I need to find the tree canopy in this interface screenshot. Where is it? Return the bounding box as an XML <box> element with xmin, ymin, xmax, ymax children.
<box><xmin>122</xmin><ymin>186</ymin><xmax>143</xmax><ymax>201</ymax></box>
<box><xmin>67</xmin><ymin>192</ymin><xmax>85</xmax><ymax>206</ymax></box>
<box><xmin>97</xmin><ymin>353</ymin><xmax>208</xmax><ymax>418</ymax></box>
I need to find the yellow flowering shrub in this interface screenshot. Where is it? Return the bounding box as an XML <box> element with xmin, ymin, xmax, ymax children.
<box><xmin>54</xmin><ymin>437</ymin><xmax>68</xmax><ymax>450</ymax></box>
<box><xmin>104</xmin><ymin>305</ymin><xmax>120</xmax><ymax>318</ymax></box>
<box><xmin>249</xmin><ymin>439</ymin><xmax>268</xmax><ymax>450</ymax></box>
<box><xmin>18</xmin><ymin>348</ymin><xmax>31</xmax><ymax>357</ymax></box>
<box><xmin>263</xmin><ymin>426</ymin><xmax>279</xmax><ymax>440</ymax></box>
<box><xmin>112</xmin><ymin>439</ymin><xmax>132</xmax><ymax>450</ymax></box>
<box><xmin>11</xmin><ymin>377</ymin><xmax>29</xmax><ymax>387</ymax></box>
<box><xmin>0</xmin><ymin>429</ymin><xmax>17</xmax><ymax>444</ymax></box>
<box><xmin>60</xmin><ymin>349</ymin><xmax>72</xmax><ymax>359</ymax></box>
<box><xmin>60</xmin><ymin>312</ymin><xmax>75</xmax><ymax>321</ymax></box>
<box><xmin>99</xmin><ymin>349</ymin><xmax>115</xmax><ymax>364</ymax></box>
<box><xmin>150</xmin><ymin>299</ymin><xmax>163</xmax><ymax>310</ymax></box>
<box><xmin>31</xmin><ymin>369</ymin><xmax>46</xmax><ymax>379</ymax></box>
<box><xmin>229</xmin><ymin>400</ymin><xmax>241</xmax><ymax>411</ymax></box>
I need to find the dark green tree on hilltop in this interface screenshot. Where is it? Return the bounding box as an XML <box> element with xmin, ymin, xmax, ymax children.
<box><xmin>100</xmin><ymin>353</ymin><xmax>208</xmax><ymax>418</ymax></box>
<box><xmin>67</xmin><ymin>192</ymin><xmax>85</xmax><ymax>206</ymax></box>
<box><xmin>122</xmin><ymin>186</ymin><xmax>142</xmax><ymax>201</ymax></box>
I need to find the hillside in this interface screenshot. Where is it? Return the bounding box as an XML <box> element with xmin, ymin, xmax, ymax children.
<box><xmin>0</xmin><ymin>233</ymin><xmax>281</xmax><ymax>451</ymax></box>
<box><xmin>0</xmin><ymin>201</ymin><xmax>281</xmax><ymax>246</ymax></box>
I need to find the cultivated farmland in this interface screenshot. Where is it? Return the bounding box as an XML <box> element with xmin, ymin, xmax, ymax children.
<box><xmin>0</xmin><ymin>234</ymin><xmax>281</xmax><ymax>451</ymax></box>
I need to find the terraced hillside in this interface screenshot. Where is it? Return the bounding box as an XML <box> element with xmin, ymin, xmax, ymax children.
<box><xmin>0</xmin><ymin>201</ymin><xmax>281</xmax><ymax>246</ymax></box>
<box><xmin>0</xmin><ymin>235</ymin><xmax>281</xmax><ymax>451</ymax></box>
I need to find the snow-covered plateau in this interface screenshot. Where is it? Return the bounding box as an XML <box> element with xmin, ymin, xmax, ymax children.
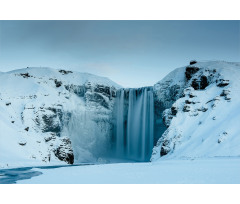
━━━
Identify each line in the rows above that contains the word "tree", and copy those lines out in full.

I need to find the tree canopy in this interface screenshot. Where is it? Return the bounding box as an XML <box> element with xmin, ymin, xmax, ymax children.
I need to find the dark green tree on hilltop in this interface screenshot. Where is it? Return the bounding box as an XML <box> element with xmin, ymin, xmax, ymax children.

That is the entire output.